_What this task involves_
Rewrite the stretch from the start of the material through the line containing "[[[19,71],[40,71],[40,60],[19,60]]]", replacing "window" with "pane" and leaving everything else unchanged, and omit the pictures from your answer.
== Entries
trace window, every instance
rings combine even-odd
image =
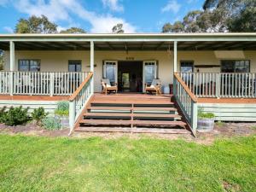
[[[69,60],[68,61],[68,72],[81,72],[82,61],[81,60]]]
[[[224,60],[221,61],[221,72],[223,73],[249,73],[249,60]]]
[[[19,71],[40,71],[40,60],[19,60]]]

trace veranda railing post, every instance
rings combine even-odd
[[[216,78],[216,97],[219,99],[220,97],[220,73],[217,73]]]
[[[173,76],[173,87],[172,87],[173,96],[176,96],[177,94],[177,82],[176,78]]]
[[[69,135],[72,134],[73,129],[74,129],[74,123],[75,123],[75,118],[76,118],[76,102],[69,101]]]
[[[191,115],[191,126],[193,129],[194,134],[196,133],[196,129],[197,129],[197,102],[191,102],[191,107],[192,107],[192,115]]]
[[[54,73],[49,73],[49,96],[53,96],[55,89]]]

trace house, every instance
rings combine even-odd
[[[139,108],[134,106],[137,101],[155,99],[151,104],[156,108],[160,99],[169,100],[172,95],[129,94],[143,93],[145,84],[160,79],[163,90],[173,89],[179,113],[194,131],[199,108],[215,113],[217,120],[256,121],[256,33],[3,34],[0,49],[5,58],[0,107],[44,106],[50,112],[57,101],[68,100],[72,130],[79,119],[96,122],[93,118],[84,121],[81,115],[93,96],[101,97],[96,93],[102,90],[102,79],[117,83],[124,94],[98,101],[106,104],[110,98],[113,103],[133,98],[131,110]],[[125,108],[127,103],[123,104]],[[127,115],[131,119],[125,122],[104,115],[101,122],[108,126],[147,124],[135,119],[137,114]],[[152,125],[176,125],[165,122]]]

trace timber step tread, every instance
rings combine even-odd
[[[183,121],[170,120],[113,120],[113,119],[82,119],[80,124],[90,125],[171,125],[171,126],[184,126],[186,123]]]
[[[161,107],[122,107],[122,106],[90,106],[87,108],[90,110],[134,110],[134,111],[177,111],[175,108],[161,108]]]
[[[151,118],[180,118],[178,114],[170,113],[85,113],[86,117],[151,117]]]
[[[170,101],[166,102],[130,102],[130,101],[93,101],[91,104],[139,104],[139,105],[174,105],[174,102],[171,102]]]
[[[160,134],[190,134],[185,129],[159,128],[124,128],[124,127],[78,127],[75,131],[84,132],[132,132],[132,133],[160,133]]]

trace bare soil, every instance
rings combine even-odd
[[[29,123],[26,125],[7,126],[0,124],[0,134],[21,134],[26,136],[39,137],[68,137],[69,129],[56,131],[45,130],[35,123]],[[191,134],[135,134],[135,133],[95,133],[95,132],[74,132],[72,137],[87,138],[91,137],[101,137],[105,139],[119,138],[128,137],[133,139],[143,137],[154,137],[161,139],[185,139],[186,141],[195,142],[201,144],[211,144],[217,138],[247,137],[256,134],[256,123],[216,123],[214,130],[211,132],[198,132],[196,137]]]

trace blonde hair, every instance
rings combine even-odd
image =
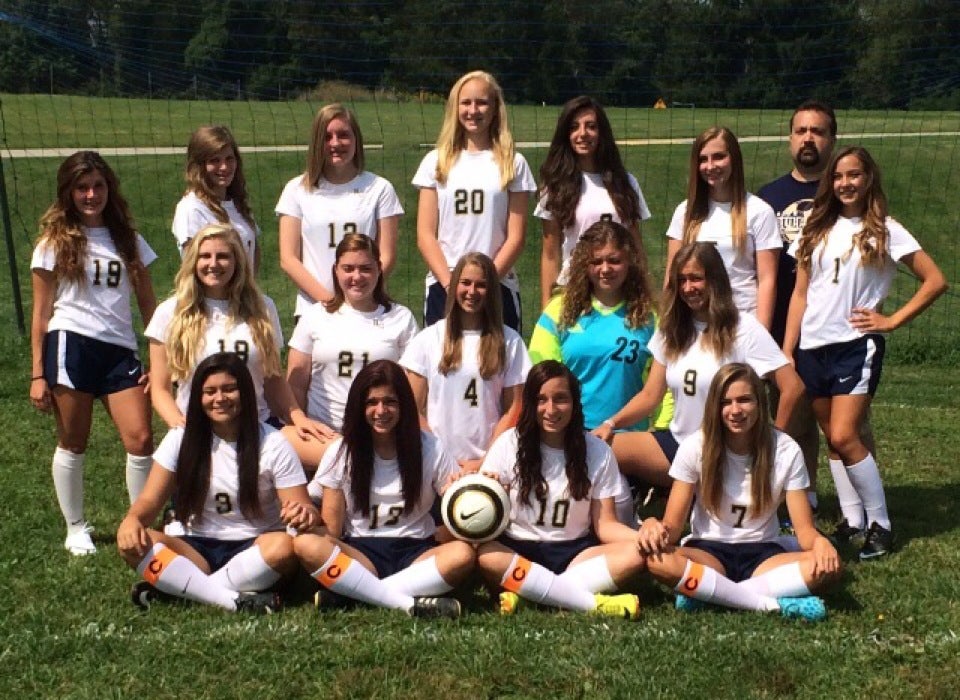
[[[230,217],[220,199],[213,192],[210,181],[207,179],[207,161],[213,158],[224,148],[229,147],[233,151],[234,158],[237,159],[237,169],[233,175],[233,181],[227,186],[227,199],[233,201],[240,216],[246,220],[252,228],[257,227],[257,222],[253,218],[253,212],[250,211],[250,204],[247,202],[247,180],[243,175],[243,159],[240,157],[240,149],[237,147],[236,139],[230,133],[230,129],[217,124],[214,126],[201,126],[190,135],[190,143],[187,145],[187,168],[184,178],[187,181],[187,192],[193,192],[201,202],[207,205],[217,221],[222,224],[230,223]]]
[[[506,343],[503,338],[503,300],[500,296],[500,278],[493,260],[483,253],[467,253],[457,261],[450,274],[447,304],[444,315],[447,325],[443,333],[443,352],[437,369],[446,375],[460,368],[463,358],[463,309],[457,303],[457,286],[467,265],[479,267],[487,283],[487,294],[480,311],[480,347],[477,359],[480,376],[489,379],[503,371],[507,363]]]
[[[723,501],[723,472],[727,464],[727,431],[720,413],[723,399],[734,382],[746,382],[757,403],[757,422],[750,430],[750,510],[752,517],[766,511],[773,493],[770,479],[773,475],[773,427],[763,381],[750,365],[731,362],[721,367],[710,382],[703,411],[703,468],[700,474],[700,497],[708,512],[720,517]]]
[[[809,270],[813,251],[825,241],[837,218],[840,216],[840,200],[833,193],[833,176],[837,172],[837,163],[841,158],[853,156],[860,161],[863,174],[867,178],[866,201],[864,202],[863,225],[854,234],[850,250],[844,261],[850,257],[854,248],[860,251],[865,266],[883,267],[889,255],[890,232],[887,230],[887,197],[880,184],[880,168],[876,161],[860,146],[848,146],[840,149],[830,159],[830,165],[820,180],[817,194],[813,199],[810,218],[803,227],[803,234],[797,244],[797,266]],[[820,251],[823,255],[823,251]]]
[[[490,150],[500,170],[500,189],[506,189],[510,181],[516,176],[513,158],[515,147],[510,126],[507,123],[507,106],[503,101],[503,90],[496,79],[485,71],[471,71],[453,84],[450,95],[447,97],[447,106],[443,112],[443,126],[437,137],[437,170],[434,177],[441,185],[446,183],[450,169],[460,156],[460,151],[467,147],[467,138],[460,123],[458,113],[460,91],[471,80],[480,80],[487,84],[493,104],[490,109],[493,119],[490,122]]]
[[[559,325],[562,328],[572,328],[581,316],[590,312],[593,290],[587,268],[594,251],[608,243],[623,254],[627,264],[627,276],[620,287],[627,306],[624,319],[627,326],[642,328],[651,321],[653,297],[647,275],[647,256],[637,249],[633,234],[625,226],[615,221],[598,221],[583,232],[570,256],[570,279],[563,292],[560,311]]]
[[[730,154],[730,228],[733,247],[744,251],[747,242],[747,187],[743,176],[743,154],[733,132],[725,126],[713,126],[700,134],[690,149],[690,173],[687,177],[687,211],[683,216],[683,242],[693,243],[700,234],[700,225],[710,213],[710,186],[700,177],[700,151],[719,138]]]
[[[317,116],[313,119],[313,128],[310,131],[310,148],[307,151],[307,170],[303,174],[303,187],[308,192],[319,186],[320,178],[323,177],[323,169],[327,166],[327,155],[323,148],[327,127],[334,119],[343,119],[353,131],[353,139],[356,149],[353,156],[353,164],[357,168],[357,173],[363,172],[363,134],[360,133],[360,124],[357,122],[356,115],[339,102],[321,107],[317,111]]]
[[[210,239],[226,241],[233,254],[233,277],[227,283],[229,324],[231,327],[240,323],[249,326],[253,343],[263,358],[263,376],[278,376],[278,338],[274,335],[267,304],[253,277],[253,268],[244,252],[240,234],[226,224],[204,226],[184,248],[180,270],[174,279],[173,297],[177,301],[165,343],[170,375],[174,381],[183,381],[197,366],[204,350],[204,333],[208,319],[204,307],[203,285],[197,279],[197,260],[200,257],[200,247]]]

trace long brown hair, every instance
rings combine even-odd
[[[710,212],[710,186],[700,176],[700,151],[715,138],[723,141],[730,154],[730,226],[733,247],[743,252],[747,242],[747,186],[743,175],[743,154],[737,137],[725,126],[713,126],[700,134],[690,149],[690,173],[687,177],[687,211],[683,216],[683,242],[693,243],[700,225]]]
[[[396,362],[375,360],[357,373],[350,385],[347,404],[343,410],[343,442],[337,451],[337,459],[346,459],[346,473],[350,475],[350,494],[353,496],[356,512],[366,513],[370,510],[374,459],[373,431],[367,423],[366,403],[370,390],[381,386],[393,389],[399,403],[400,419],[393,434],[397,448],[403,509],[405,513],[409,513],[420,500],[423,445],[417,401],[406,373]]]
[[[854,234],[850,252],[853,248],[859,250],[861,260],[866,266],[883,267],[887,259],[890,233],[887,231],[887,196],[880,184],[880,168],[867,149],[848,146],[833,154],[830,165],[820,180],[820,186],[817,187],[810,218],[807,219],[797,244],[797,265],[804,270],[810,269],[813,251],[826,240],[840,217],[841,204],[833,193],[833,178],[840,159],[847,156],[853,156],[860,161],[863,174],[867,178],[863,226]]]
[[[640,221],[640,197],[630,186],[630,177],[620,158],[620,149],[603,106],[586,95],[568,101],[557,119],[550,141],[550,150],[540,166],[540,189],[547,196],[547,211],[566,228],[573,223],[583,187],[582,171],[570,146],[573,120],[580,112],[590,110],[597,117],[597,152],[594,162],[604,189],[613,200],[617,216],[627,225]]]
[[[227,147],[233,151],[233,156],[237,159],[237,169],[233,174],[233,181],[227,186],[227,199],[233,201],[237,211],[240,212],[240,216],[255,229],[257,222],[254,220],[253,212],[250,211],[250,204],[247,202],[247,180],[243,175],[243,159],[240,157],[240,149],[237,147],[237,141],[230,133],[230,129],[222,124],[201,126],[190,135],[190,143],[187,145],[187,168],[184,174],[187,181],[187,193],[193,192],[197,195],[200,201],[214,213],[217,221],[222,224],[230,222],[226,209],[223,208],[220,199],[214,194],[210,181],[207,179],[207,161]]]
[[[583,500],[590,492],[587,476],[587,438],[583,427],[583,404],[580,400],[580,382],[567,366],[556,360],[544,360],[531,368],[523,385],[520,419],[517,421],[517,463],[514,483],[519,486],[520,502],[530,504],[530,495],[545,498],[547,482],[543,478],[543,453],[540,448],[540,423],[537,404],[540,389],[551,379],[563,378],[570,387],[573,415],[563,434],[564,471],[570,487],[570,496]]]
[[[237,505],[240,512],[253,520],[263,515],[260,503],[260,420],[257,416],[257,395],[250,370],[233,352],[218,352],[197,365],[190,382],[187,418],[177,455],[174,501],[177,515],[186,522],[203,515],[203,504],[210,490],[211,448],[213,428],[203,410],[203,384],[212,374],[224,372],[237,380],[240,390],[240,414],[237,416]]]
[[[360,133],[360,123],[357,116],[344,107],[339,102],[321,107],[317,116],[313,119],[313,127],[310,131],[310,149],[307,151],[307,170],[303,174],[303,187],[308,192],[312,192],[320,184],[320,178],[323,177],[323,169],[327,165],[327,153],[324,149],[327,127],[334,119],[343,119],[353,131],[353,141],[356,146],[353,156],[353,164],[357,168],[357,173],[363,172],[363,134]]]
[[[58,279],[83,284],[87,235],[80,212],[73,203],[73,190],[81,177],[94,172],[99,173],[107,184],[104,226],[110,231],[110,239],[127,274],[135,281],[142,263],[133,217],[127,200],[120,193],[116,174],[96,151],[77,151],[57,168],[57,198],[40,217],[40,237],[37,242],[53,248],[53,271]]]
[[[437,369],[441,374],[455,372],[463,359],[463,309],[457,303],[457,286],[467,265],[480,268],[487,283],[487,293],[480,310],[480,347],[477,361],[480,376],[489,379],[503,370],[507,363],[506,344],[503,339],[503,298],[500,295],[500,278],[497,268],[483,253],[467,253],[457,261],[450,273],[444,316],[447,323],[443,332],[443,352]]]
[[[720,412],[723,399],[734,382],[746,382],[757,403],[757,422],[750,431],[750,515],[766,511],[773,501],[770,479],[773,475],[774,440],[770,425],[770,407],[763,381],[750,365],[731,362],[721,367],[710,382],[703,410],[703,470],[700,475],[703,505],[720,515],[723,500],[723,471],[727,463],[727,431]]]
[[[700,264],[706,278],[707,327],[701,342],[716,357],[723,357],[736,340],[740,312],[733,302],[733,291],[723,258],[712,243],[688,243],[673,257],[660,316],[664,350],[667,358],[673,360],[697,339],[693,311],[680,295],[680,271],[690,261]]]
[[[598,221],[583,232],[570,256],[570,279],[563,292],[560,311],[561,328],[572,328],[581,316],[590,312],[593,289],[587,268],[594,252],[608,243],[626,258],[627,277],[620,289],[627,305],[627,325],[641,328],[650,322],[653,297],[647,274],[647,256],[637,249],[633,234],[625,226],[614,221]]]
====
_Solution to this exercise_
trace pane, every instance
rings combine even-odd
image =
[[[69,60],[68,61],[68,72],[81,72],[82,61],[81,60]]]
[[[224,60],[221,61],[221,72],[223,73],[249,73],[249,60]]]
[[[19,71],[40,71],[40,60],[19,60]]]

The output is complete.